- DOCUMENT SEGMENT
-.-.-

Environmental Water Research

One of the first applications where A-TEEM’s have been employed is in environmental water research. One can monitor dissolved organic matter (DOM) in water and by following it as a function of time and location one can follow water pollution and its remediation. A group in China followed the DOM from multiple sites on the Heilongjiang River after they treated with micro-organisms and followed the fluorescence evolution as a function of treatment time (2). They measured the EEM fluorescence on a system on which they also measured the Absorption to perform the inner filter effect correction. Analysis was applied to identify DOM components as they changed with incubation time. PARAllel FACtor analysis (PARAFAC) is used to decompose trilinear data arrays and facilitate the identification and quantification of independent underlying signals, termed components. It is an extension of multivariate analysis used on spectroscopic data with one variable, and is necessary to analyze EEM data because there are two variables (excitation and emission spectra). The results of PARAFAC analysis on these A-TEEM spectra were analogous in the various samples with the characteristics listed in Table I (the A-TEEM spectra are not shown in the publication, so I list the characteristics in Table I). What is interesting about this study is that the analogous Parafac factors were then treated with 2D-COS. The wavelengths of the spectra can be used to suggest the chemical changes occurring, and then the 2D-COS determines the order in which they occur. One thing that the authors found is that the shorter wavelength substances are transformed into longer wavelength substances. In summary, they found that shorter wavelength tryptophan-like substances were converted before the microbial humic-like substances at shorter wavelengths. And microbial humic-like substances at longer wavelengths were produced before terrestrial humic-like substances at shorter wavelengths. In addition, the authors found that terrestrial humic-like substances were produced more when nutrition was poor in the aquatic ecosystem, because shorter wavelength microbial humic-like substances were utilized.

-.-.-

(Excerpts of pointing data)
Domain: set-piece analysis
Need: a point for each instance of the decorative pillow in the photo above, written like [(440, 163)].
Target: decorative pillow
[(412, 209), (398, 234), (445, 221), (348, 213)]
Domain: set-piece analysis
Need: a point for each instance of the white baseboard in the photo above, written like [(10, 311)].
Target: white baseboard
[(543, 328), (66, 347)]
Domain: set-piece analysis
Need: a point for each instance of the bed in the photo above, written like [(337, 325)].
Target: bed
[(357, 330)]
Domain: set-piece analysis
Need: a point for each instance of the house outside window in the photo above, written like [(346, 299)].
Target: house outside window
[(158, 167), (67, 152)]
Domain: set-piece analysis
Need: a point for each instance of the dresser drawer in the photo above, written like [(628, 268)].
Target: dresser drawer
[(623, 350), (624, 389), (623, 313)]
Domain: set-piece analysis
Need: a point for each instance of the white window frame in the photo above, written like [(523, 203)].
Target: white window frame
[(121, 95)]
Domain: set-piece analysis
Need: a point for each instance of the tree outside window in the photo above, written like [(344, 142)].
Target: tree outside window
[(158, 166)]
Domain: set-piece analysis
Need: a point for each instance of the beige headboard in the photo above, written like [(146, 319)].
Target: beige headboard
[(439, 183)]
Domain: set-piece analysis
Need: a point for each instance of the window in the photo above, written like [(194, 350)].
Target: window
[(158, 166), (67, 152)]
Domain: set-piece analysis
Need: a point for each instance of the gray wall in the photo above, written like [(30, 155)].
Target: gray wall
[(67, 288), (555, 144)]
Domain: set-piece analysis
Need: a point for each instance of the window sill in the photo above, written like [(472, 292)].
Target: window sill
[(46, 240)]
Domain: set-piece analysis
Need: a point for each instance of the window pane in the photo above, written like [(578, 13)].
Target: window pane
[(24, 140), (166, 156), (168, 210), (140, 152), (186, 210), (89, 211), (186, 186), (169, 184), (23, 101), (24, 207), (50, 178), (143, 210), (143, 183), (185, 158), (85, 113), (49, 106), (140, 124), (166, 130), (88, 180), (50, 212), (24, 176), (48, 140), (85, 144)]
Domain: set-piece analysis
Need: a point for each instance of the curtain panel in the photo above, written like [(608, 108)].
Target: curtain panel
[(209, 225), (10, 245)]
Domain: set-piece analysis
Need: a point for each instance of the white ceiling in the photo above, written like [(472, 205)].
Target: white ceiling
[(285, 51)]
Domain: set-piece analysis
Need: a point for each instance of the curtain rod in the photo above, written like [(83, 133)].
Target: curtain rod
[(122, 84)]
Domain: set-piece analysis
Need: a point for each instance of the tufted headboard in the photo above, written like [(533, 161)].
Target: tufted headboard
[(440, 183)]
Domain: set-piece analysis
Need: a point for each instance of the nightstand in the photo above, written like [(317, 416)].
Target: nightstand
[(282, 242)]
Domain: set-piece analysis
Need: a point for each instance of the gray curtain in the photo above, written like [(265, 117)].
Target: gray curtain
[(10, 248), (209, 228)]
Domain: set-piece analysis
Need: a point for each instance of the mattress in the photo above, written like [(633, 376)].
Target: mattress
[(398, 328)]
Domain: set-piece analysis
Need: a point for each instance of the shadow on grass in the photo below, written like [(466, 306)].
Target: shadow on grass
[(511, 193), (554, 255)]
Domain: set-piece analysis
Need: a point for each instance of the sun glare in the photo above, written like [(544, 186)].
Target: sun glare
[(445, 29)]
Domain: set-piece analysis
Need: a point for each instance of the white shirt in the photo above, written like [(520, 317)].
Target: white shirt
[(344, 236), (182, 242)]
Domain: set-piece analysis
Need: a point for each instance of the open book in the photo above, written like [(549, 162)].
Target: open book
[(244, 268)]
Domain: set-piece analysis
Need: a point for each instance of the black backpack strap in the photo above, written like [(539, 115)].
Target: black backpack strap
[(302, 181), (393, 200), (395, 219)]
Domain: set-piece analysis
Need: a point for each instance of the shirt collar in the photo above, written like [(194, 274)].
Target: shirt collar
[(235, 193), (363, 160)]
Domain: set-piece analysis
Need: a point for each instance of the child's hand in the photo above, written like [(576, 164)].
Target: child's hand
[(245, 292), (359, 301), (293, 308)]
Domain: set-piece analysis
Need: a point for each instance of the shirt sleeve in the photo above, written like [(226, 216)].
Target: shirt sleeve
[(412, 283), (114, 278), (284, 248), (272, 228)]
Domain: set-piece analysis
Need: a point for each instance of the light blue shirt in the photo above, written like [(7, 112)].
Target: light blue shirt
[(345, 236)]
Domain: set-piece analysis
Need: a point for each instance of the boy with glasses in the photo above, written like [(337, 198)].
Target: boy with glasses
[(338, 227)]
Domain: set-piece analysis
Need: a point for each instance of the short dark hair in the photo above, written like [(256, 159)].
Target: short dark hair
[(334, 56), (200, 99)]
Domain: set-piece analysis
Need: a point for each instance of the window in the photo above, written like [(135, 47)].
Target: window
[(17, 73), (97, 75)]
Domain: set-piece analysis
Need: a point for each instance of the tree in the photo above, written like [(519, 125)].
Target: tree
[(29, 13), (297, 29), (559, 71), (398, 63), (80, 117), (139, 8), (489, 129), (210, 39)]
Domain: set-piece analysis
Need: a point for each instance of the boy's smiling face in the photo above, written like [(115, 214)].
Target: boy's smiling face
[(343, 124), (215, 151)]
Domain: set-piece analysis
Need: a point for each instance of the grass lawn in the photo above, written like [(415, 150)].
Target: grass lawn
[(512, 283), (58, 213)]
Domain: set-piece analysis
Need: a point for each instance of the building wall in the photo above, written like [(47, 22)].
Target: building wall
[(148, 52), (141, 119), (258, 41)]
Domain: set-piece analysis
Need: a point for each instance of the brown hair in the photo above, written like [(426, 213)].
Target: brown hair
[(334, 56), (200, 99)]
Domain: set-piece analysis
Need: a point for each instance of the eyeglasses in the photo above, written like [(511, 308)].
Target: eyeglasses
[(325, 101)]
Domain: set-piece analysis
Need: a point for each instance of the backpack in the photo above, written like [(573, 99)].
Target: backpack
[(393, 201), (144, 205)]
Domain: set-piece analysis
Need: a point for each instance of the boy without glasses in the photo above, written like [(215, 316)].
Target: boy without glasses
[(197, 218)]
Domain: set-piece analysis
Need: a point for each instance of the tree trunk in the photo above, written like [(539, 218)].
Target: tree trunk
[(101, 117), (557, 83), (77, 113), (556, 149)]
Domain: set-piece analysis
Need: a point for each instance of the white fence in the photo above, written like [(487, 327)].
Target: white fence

-.-.-

- TASKS TO CARRY OUT
1 > Answer these questions about the water research passage:
(a) Which river did the group in China take DOM samples from?
(b) What two variables make PARAFAC necessary for analyzing EEM data?
(c) What does 2D-COS determine about the chemical changes?
2 > Count the lines of the entries that contain the string "brown", and give only the number.
The water research passage and the entries are unrelated material.

- EXPECTED RESPONSES
1 >
(a) The Heilongjiang River.
(b) Excitation and emission spectra.
(c) The order in which they occur.

2 > 2